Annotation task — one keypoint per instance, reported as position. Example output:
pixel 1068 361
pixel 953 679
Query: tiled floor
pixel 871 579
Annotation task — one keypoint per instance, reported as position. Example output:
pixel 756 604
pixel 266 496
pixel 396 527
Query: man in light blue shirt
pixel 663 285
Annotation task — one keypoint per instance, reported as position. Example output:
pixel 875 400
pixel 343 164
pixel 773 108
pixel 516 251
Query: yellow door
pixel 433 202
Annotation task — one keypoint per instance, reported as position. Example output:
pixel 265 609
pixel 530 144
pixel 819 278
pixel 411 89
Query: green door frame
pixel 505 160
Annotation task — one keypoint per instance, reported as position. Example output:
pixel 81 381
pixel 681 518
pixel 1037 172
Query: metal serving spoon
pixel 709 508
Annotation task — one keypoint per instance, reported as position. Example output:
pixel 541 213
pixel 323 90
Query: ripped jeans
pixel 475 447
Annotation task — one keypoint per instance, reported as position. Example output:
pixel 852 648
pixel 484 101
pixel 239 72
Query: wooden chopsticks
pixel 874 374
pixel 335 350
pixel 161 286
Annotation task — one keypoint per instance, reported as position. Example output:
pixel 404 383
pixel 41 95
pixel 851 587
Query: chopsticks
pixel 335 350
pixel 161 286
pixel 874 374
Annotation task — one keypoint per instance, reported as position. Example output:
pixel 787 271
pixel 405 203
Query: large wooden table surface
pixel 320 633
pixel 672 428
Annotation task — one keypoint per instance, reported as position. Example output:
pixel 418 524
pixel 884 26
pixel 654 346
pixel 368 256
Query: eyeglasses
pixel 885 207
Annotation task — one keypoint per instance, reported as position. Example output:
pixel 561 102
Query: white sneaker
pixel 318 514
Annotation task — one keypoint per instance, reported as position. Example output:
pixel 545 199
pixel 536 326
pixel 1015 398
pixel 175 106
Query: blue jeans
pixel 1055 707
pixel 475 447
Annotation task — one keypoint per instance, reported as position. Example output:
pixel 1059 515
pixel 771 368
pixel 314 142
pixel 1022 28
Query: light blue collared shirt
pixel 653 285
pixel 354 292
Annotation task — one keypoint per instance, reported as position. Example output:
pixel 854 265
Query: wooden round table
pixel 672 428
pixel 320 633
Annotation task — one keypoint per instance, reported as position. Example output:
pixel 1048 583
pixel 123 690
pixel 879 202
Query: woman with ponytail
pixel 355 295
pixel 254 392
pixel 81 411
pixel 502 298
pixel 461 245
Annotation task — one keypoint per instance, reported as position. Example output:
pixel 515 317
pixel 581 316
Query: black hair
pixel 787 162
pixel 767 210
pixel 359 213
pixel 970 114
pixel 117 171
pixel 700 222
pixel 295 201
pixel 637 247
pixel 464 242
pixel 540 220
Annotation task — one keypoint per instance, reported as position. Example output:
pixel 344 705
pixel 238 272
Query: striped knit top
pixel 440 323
————
Problem requirements: Can you write out the data above, word for word, from its first line up to and including the line with "pixel 505 160"?

Worked solution:
Annotation task — one keypoint per instance, reported as position. Example output:
pixel 1068 361
pixel 953 679
Query: tiled floor
pixel 871 579
Annotation task — one keypoint per instance, reported as position. Example output:
pixel 756 604
pixel 266 496
pixel 396 527
Query: man in light blue shirt
pixel 663 285
Annotation task — one keypoint per instance, reported as position. Example output:
pixel 875 400
pixel 343 164
pixel 773 108
pixel 516 251
Query: yellow door
pixel 433 202
Annotation task — one keypoint per instance, reported as position. Example output:
pixel 265 609
pixel 530 144
pixel 819 278
pixel 411 89
Query: green door frame
pixel 505 160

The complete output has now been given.